REQUIRED WORK
Please repeat, from the entries that follow, the lines from the one containing "Need: the innermost point of each instance of the gable" through the one containing "Target: tree trunk" exactly, adding nothing.

DATA FOR THIS EXERCISE
[Start of section]

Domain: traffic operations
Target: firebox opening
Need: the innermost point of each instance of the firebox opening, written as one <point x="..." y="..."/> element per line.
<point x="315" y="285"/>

[End of section]
[Start of section]

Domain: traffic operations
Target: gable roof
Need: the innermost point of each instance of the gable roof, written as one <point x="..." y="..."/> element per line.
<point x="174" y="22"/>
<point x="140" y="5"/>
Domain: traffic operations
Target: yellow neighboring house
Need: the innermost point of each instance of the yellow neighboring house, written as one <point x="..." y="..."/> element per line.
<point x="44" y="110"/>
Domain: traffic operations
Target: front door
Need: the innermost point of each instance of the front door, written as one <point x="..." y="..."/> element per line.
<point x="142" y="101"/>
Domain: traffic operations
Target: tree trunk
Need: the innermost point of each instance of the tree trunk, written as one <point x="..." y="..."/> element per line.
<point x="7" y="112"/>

[End of section]

ANSWER FOR THE TASK
Need: the innermost point of each instance of the gable roof, written as one <point x="..." y="..."/> element per line.
<point x="174" y="22"/>
<point x="140" y="5"/>
Domain: traffic operations
Target: yellow neighboring house
Need: the innermost point of each instance of the yellow neighboring house, written as one <point x="..." y="..."/> element per line.
<point x="44" y="110"/>
Domain: traffic operations
Target: front door
Need: the innermost point of each instance of the front door, written as one <point x="..." y="..."/> element per line.
<point x="142" y="101"/>
Domain: traffic operations
Target: tree trunk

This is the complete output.